- _WORK TO DO_:
(1) In the article on Royal Palm Beach's visioning meeting, who has facilitated these meetings for the past several years?
(2) Copy out the article on Royal Palm Beach's visioning meeting word for word from "Sumek said the" up to and including "primarily to listen.".

- _SELECTED EXTRACT_:
* start *

Residents, Leaders On Hand As RPB Crafts Vision For The Future

Attended by the public, many members of village advisory committees, village staff and elected officials, Royal Palm Beach held its annual visioning meeting on Wednesday.

These meetings, which have been facilitated for the past several years by consultant Lyle Sumek, gather ideas for the village’s future as its strategic plan is updated.

Village Manager Ray Liggins said the process started several months ago with questionnaires distributed to department heads, advisory committees and council members, which were then forwarded to Sumek.

“This information is incorporated into a document that is used to update the plan and keep it going,” Liggins said. “We think this is very important in creating that vision we have for our community.”

Sumek said the format for the meeting had not changed. Attendees break into groups and compose charts based on their ideas for the future. Council members and village staffers rotate to each of the tables, primarily to listen.

* end *

- _Named object pointing entries_:
* start *

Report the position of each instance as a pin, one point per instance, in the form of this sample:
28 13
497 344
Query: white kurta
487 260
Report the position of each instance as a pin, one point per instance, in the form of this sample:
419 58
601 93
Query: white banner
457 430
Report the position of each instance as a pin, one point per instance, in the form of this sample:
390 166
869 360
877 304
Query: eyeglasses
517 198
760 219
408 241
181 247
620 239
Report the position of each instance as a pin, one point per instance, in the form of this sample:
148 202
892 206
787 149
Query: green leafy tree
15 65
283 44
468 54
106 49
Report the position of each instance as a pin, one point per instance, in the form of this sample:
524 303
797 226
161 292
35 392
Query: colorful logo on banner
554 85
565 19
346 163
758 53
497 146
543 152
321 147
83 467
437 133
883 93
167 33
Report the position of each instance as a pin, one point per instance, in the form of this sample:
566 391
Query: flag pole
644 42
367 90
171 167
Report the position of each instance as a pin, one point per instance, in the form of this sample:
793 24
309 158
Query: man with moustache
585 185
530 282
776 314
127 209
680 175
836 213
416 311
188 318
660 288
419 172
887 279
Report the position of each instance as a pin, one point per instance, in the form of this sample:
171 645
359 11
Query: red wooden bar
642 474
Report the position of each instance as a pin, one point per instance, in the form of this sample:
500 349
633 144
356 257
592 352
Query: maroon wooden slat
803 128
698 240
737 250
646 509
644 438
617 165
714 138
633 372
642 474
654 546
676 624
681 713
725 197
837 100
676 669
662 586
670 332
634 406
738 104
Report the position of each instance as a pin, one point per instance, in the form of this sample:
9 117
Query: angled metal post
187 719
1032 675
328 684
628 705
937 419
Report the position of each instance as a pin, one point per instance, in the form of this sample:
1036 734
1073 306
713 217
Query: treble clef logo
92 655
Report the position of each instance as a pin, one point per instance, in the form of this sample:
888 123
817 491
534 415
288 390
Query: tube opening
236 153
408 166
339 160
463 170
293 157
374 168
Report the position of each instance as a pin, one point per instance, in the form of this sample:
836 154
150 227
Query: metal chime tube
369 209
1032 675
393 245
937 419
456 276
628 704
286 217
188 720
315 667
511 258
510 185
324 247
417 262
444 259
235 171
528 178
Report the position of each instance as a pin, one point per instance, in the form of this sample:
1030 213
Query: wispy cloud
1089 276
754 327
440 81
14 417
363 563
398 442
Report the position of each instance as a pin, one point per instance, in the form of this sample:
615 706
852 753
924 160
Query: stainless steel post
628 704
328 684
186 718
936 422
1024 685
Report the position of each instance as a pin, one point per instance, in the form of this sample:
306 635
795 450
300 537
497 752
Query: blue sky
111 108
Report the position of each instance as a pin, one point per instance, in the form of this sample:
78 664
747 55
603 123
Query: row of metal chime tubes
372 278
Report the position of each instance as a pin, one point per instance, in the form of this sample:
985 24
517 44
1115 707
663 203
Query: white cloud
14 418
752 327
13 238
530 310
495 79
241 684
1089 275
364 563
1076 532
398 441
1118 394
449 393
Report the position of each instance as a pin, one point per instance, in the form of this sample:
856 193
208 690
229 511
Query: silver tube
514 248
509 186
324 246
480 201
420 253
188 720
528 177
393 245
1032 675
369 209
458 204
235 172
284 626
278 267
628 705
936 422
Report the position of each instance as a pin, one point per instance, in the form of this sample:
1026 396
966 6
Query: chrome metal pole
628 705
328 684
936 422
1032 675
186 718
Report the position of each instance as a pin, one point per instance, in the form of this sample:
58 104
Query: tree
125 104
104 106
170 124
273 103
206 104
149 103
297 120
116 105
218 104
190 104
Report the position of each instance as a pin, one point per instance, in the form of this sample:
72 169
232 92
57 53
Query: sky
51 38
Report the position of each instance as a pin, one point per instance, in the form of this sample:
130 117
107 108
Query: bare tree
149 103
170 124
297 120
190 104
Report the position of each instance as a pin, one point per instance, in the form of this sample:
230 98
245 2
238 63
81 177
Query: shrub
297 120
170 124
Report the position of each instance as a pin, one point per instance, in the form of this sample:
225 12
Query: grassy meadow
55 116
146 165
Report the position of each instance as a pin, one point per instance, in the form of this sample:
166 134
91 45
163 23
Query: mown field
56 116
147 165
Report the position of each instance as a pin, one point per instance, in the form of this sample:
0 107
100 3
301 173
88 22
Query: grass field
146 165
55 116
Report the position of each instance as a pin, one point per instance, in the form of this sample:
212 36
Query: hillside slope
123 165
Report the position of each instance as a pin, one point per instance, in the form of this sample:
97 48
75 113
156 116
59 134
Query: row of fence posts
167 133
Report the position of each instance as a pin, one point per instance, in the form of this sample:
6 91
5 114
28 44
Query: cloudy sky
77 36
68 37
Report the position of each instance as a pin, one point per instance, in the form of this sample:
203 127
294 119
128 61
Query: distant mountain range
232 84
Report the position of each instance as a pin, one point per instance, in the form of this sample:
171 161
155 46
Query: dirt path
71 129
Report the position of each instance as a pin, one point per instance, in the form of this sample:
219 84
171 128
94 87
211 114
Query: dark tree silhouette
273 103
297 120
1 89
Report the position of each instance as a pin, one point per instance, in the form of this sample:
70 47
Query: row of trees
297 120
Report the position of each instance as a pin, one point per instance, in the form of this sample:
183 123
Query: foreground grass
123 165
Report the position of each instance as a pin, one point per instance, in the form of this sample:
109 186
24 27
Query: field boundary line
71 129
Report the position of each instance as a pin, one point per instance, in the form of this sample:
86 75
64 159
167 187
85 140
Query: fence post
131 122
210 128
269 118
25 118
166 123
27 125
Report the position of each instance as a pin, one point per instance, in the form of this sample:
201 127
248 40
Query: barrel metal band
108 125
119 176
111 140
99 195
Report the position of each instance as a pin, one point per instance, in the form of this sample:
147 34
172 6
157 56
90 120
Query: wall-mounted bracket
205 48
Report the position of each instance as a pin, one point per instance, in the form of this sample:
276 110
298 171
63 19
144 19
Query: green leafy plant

* end *
* start *

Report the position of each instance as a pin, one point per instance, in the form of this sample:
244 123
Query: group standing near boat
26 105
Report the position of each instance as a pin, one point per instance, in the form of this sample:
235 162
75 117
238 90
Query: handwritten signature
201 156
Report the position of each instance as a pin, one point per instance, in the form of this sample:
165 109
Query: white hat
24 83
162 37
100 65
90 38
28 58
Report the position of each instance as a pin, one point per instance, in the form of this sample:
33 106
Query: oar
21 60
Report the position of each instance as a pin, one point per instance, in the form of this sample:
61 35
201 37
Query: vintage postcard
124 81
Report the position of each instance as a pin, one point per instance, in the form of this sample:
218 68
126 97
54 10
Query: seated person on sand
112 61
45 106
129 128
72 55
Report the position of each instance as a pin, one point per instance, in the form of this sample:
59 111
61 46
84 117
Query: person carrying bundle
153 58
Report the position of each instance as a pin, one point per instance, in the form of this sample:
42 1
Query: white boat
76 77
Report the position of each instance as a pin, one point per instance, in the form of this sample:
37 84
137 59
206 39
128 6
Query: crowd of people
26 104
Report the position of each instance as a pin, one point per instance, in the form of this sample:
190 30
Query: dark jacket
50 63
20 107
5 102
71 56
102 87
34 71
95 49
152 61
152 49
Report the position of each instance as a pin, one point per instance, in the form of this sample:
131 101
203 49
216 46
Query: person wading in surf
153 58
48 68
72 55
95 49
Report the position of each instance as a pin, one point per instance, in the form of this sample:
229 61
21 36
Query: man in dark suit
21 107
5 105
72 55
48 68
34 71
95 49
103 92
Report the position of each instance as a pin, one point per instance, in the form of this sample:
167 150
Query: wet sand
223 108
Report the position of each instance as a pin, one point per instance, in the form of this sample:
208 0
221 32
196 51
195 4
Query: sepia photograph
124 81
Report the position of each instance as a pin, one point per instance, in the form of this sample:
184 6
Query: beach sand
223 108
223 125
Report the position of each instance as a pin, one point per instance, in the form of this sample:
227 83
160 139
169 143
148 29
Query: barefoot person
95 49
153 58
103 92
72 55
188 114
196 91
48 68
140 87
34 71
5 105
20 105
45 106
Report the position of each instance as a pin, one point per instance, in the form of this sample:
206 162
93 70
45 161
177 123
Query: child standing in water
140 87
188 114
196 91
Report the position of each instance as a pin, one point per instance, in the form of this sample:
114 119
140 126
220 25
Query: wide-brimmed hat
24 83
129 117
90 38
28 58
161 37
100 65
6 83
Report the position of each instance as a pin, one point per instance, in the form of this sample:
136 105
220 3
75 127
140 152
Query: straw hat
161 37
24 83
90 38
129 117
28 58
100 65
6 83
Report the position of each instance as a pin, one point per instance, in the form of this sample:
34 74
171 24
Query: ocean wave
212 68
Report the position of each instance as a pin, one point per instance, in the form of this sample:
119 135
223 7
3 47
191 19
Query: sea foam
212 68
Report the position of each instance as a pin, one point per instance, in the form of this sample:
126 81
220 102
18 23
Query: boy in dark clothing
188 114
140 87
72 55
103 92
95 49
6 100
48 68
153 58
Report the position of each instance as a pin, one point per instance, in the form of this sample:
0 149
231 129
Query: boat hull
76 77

* end *

- _SOLUTIONS TO THE EXERCISE_:
(1) Consultant Lyle Sumek.

(2)
Sumek said the format for the meeting had not changed. Attendees break into groups and compose charts based on their ideas for the future. Council members and village staffers rotate to each of the tables, primarily to listen.